──────── Texto

La parranda vallenata es una de las costumbres más hermosas y enriquecedoras de nuestra música, de nuestra cultura y de la vida cotidiana en Valledupar y toda la región Caribe. Hay expertos como Ciro Quiroz O, estudioso del tema, que con fundamento dice que el vallenato es hijo de los cantos de vaquería y que nace por nuestra vocación pastoril. Eso puede ser cierto, pero me atrevo a decir que buena parte de la música vallenata ha nacido en medio de la parranda.
La parranda, o parrando para los llaneros y venezolanos, es una costumbre vieja de la cultura del Magdalena Grande, La Guajira, y luego del Cesar. Es una figura cultural que viene de España. Ese el momento en que se reúnen los amigos para escuchar la música de acordeón o guitarra, en vivo, cantar, haciéndole el coro a las canciones, escuchar cuentos, anécdotas y chistes, y ponerse al día con las últimas novedades de la comarca. Es un espacio para compartir, propicio para la tertulia, la amistad, el amor, etc; desde los tiempos de Francisco El Hombre; o antes, con las famosas colitas.
Eran muy famosas las parrandas en la casa de la señora Ernestina Pumarejo de Cabas, “Tina Cabas”, en el barrio Cañaguate, por donde desfilaron los principales acordeoneros, cajeros, guacharaqueros, cantantes y compositores de la música vallenata, amigos de esa egregia familia formada por las hijas y los hijos del patriarca Angel Cabas. Principalmente por sus hijos: Rodolfo (q.e.p.d), Enrique (Jique), y el médico Carlos Alberto Cabas Pumarejo. De niño, por la confianza entre las familias, yo me metía y escuchaba parrandas inolvidables. Los pocos recuerdos que quedan de ellas los tiene “Jique” en su gran archivo audio-visual.

────────────────
──────── Material proporcionado

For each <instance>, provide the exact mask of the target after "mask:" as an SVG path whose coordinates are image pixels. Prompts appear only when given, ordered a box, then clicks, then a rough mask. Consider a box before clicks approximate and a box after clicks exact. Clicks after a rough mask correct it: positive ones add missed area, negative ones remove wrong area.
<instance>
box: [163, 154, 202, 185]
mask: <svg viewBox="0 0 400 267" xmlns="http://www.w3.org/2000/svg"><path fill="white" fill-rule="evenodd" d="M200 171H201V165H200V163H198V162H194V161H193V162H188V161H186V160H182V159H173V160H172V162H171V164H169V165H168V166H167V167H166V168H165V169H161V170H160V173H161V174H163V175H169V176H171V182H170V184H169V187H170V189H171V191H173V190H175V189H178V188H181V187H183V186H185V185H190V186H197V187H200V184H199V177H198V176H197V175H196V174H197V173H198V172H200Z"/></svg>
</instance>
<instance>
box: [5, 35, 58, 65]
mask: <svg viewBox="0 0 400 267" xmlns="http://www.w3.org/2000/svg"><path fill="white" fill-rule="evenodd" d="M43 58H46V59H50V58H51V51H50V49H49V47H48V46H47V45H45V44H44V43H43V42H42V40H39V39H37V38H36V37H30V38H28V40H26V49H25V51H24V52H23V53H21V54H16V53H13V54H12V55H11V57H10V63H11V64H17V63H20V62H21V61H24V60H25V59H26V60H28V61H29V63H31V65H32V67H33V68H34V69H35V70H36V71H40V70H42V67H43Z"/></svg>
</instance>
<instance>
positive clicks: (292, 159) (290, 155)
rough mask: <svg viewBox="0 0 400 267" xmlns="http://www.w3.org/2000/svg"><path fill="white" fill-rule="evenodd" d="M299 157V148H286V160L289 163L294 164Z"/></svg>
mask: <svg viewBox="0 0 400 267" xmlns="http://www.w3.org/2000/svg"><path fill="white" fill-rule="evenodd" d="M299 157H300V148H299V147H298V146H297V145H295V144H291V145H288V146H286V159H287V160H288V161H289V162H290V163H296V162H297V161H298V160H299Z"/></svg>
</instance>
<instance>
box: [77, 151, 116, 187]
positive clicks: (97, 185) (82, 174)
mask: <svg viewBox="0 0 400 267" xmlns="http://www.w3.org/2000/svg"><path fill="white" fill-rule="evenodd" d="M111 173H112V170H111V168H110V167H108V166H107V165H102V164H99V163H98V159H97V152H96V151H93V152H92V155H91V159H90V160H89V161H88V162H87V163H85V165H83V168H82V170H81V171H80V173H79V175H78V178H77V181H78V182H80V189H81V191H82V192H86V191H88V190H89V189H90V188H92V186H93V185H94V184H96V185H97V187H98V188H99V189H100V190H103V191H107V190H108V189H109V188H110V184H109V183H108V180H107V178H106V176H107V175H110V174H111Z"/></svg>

────────────────

Ejercicio => Según el texto sobre la parranda vallenata, ¿en qué barrio estaba la casa de Ernestina Pumarejo de Cabas? Para responder, básese únicamente en el texto.

Resultado => En el barrio Cañaguate.